■ AIM OF THE EXERCISE
Every entry should appear in your answer exactly as it does here.

■ MATERIAL FOR THIS EXERCISE

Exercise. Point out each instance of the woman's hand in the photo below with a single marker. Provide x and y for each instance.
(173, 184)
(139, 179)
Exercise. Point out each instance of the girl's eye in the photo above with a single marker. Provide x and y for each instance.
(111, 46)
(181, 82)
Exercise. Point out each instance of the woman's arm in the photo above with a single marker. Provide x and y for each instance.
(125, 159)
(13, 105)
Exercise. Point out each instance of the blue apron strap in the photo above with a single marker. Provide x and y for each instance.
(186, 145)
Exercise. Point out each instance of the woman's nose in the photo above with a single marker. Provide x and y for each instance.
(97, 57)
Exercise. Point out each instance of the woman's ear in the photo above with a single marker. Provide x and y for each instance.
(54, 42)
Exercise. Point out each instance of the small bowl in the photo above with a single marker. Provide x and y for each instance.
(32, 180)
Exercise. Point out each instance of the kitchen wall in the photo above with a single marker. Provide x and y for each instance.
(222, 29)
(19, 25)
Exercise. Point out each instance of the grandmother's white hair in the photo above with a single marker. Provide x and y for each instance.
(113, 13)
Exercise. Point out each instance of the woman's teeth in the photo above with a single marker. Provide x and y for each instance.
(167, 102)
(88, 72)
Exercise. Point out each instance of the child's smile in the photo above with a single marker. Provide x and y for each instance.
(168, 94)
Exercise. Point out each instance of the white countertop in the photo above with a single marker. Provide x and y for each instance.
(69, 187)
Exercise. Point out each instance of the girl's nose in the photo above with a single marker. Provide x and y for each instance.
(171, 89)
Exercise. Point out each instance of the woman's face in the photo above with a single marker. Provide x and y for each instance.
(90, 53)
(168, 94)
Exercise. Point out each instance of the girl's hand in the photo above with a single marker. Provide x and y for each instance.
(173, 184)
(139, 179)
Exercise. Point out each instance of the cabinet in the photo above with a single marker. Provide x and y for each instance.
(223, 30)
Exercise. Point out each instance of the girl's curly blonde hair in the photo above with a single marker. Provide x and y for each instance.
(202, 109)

■ OUTPUT OF THE EXERCISE
Exercise. Point out each instance of the woman's hand in the photo below with a single marker. Provide x and y for each instance.
(173, 184)
(139, 179)
Exercise. Point out each instance of the girl's eye in the photo above with a single marker. Provide x and y for each instance.
(111, 46)
(181, 82)
Exercise. Point out each instance of the woman's arm in the photo above with a single marker. Provide x and y for each instance.
(125, 159)
(13, 105)
Exercise. Point out each instance of the blue apron strap in the photo above with a single marker. Provide x and y for each instance.
(186, 145)
Exercise. Point out each instance of the woman's nose in the photo above with a single marker. Provide x and y for each instance.
(97, 57)
Exercise. Point out each instance of the woman's ear in the photo above with a single marker. Provide x and y for each instance.
(54, 42)
Exercise. Point out each instance of the small bowl in the photo above with a single marker. Provide x and y for each instance.
(32, 180)
Exercise. Point out each instance of the kitchen wall in the photo above with a single marker. Provide x and y for each instance.
(222, 29)
(19, 25)
Exercise. Point out each instance of the grandmother's white hair in the photo above with a single marker. Provide x and y for each instance.
(113, 13)
Exercise. Point out each instance of the woman's teeth in the photo above with a single marker. Provide x and y for each instance.
(167, 102)
(88, 72)
Exercise. Point out each instance of the child's smile in the photo above with a single marker. Provide x and y for each instance.
(168, 94)
Exercise. Point out each instance of the white countertop in the photo above with a single marker. Provide x and y for each instance.
(69, 187)
Exercise. Point out each instance of the girl's nose in the photo above with a single marker. Provide x and y for each instance.
(171, 89)
Exercise. Point out each instance of the woman's face in the photo above with a single marker. Provide x and y for each instance.
(90, 53)
(168, 94)
Exercise. Point out each instance of the girl's hand in the photo above with a single marker. Provide x and y for each instance.
(173, 184)
(139, 179)
Exercise. Point out each instance of the cabinet in the photo above with a single marker. Provide x and y for each instance.
(223, 30)
Exercise. Point out each instance of the girl's curly blonde hair in the photo above with a single marker. Provide x and y for each instance.
(202, 109)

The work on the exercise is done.